§ **Task statement**
Reproduce verbatim the lines of the data below, from the line containing "Task: for each" through the line containing "positive clicks: (286, 166) (76, 171)", with both of those lines included.

§ **Exercise input**
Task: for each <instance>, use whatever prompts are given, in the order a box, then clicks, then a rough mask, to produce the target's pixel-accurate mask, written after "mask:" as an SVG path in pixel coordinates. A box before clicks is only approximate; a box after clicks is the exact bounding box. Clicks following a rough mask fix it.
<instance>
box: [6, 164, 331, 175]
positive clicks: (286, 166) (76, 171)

---

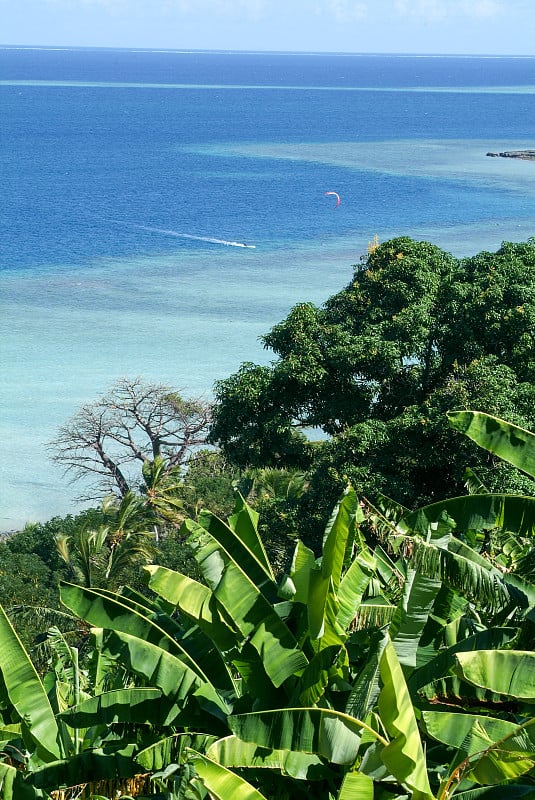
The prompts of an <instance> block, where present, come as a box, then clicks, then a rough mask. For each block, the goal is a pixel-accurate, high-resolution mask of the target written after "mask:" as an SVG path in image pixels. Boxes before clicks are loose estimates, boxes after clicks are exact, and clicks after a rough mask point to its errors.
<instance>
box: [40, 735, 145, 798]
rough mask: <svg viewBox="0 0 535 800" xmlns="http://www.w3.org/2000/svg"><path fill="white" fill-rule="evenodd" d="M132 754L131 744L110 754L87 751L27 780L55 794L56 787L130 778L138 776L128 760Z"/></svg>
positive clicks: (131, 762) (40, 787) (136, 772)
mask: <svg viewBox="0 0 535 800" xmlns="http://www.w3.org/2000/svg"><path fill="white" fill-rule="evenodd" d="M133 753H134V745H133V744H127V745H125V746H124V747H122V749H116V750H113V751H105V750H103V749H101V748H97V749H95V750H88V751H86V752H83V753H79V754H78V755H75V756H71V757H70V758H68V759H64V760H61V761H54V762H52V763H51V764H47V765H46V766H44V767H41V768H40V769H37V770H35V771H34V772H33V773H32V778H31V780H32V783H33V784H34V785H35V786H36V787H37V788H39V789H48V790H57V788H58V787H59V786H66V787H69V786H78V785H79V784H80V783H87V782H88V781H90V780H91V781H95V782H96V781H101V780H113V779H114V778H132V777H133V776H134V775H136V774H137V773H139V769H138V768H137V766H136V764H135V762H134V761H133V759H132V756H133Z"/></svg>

§ **Written response**
Task: for each <instance>, use whatever prompts are given, in the order a box, then clicks, then a rough mask, to produce the target's pixel-accurate mask, written after "mask:" as an SVG path in pixel coordinates. A box before clicks is only approximate; a box after clicks is the exact bounding box. Clicks following a rough mask fix it.
<instance>
box: [6, 164, 331, 175]
positive clicks: (286, 166) (76, 171)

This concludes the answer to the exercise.